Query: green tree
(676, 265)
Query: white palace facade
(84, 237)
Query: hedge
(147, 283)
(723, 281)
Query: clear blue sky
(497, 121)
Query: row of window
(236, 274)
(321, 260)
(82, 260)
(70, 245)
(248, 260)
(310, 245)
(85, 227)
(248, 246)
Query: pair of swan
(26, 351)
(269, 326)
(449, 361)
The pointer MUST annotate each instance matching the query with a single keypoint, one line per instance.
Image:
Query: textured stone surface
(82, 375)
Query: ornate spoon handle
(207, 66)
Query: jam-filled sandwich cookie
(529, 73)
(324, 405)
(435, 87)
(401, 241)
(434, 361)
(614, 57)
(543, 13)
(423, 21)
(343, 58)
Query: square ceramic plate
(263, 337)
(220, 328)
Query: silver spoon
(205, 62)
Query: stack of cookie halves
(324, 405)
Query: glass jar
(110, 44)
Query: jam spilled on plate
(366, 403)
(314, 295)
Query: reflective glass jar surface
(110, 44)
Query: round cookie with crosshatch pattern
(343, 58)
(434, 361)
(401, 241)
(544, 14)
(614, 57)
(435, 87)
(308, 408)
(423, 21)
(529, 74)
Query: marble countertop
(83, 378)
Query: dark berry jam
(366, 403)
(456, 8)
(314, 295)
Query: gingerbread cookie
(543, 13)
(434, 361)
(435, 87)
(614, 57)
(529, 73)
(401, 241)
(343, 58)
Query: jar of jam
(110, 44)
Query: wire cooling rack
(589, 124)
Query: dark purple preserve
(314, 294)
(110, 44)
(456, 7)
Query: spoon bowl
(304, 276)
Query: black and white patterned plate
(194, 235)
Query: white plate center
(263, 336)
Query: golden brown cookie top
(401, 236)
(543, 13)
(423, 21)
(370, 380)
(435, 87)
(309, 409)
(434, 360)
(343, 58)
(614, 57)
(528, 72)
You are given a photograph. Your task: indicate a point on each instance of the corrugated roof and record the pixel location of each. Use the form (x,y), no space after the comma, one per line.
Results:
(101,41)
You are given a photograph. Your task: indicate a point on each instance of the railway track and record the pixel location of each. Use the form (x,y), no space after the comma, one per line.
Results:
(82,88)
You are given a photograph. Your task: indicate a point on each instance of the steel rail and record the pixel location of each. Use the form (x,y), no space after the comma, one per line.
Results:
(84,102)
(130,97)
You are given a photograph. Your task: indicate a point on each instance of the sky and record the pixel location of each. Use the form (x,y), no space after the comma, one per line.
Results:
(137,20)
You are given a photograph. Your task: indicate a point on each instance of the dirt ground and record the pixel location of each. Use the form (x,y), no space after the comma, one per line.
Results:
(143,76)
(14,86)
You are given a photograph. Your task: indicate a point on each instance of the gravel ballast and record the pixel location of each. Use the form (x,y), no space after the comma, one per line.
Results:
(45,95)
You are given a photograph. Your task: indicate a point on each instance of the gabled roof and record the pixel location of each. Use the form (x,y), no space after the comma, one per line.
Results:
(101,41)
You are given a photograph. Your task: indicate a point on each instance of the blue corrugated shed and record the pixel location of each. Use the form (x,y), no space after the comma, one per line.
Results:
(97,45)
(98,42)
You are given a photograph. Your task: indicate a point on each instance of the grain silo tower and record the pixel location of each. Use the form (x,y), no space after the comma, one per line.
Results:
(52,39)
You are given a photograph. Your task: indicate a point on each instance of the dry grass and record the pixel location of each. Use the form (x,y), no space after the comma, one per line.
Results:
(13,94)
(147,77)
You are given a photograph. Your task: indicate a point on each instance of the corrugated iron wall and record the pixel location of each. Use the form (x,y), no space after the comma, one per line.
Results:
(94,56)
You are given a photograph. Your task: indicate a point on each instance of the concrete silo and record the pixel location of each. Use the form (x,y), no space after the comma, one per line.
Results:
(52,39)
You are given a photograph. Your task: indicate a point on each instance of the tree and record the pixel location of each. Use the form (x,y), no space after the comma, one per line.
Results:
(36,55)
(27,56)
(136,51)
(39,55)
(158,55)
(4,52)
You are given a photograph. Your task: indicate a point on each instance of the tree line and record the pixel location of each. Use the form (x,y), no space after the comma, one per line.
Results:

Exercise aim:
All lines from the one with "of the grain" through the final line above are to be quoted exactly; quote no other line.

Solution to the exercise:
You are given a photograph. Your task: indicate a point on each instance of the grain silo tower and record the pixel location of each. Use the form (x,y), no space after the comma, one per line.
Results:
(52,39)
You are given a photograph. Your task: indicate a point on each instance of the dry grass and record the pixel location of each. Use the form (x,y), no space after the comma, one per line.
Results:
(13,94)
(147,77)
You are given a photograph. Your task: indicate a point on each instance of the corrugated iron wall and record the pixel location of each. Use the form (x,y), no space after the comma, one per line.
Results:
(94,56)
You are given a photograph. Your task: indicate a point on each instance of the concrete silo and record the pixel location of each. Use the form (x,y), no space after the comma, one per line.
Results:
(52,39)
You are given a photograph. Your task: indicate a point on each instance of the tree and record the pixel location of each. Use the form (x,y), no space after the comma, one per line.
Results:
(36,55)
(27,56)
(136,51)
(39,55)
(158,55)
(4,52)
You are given a photograph. Your task: indicate a point on each instance of the tree line and record the pixel location of each. Use the form (x,y), no space after the comma, one per line.
Results:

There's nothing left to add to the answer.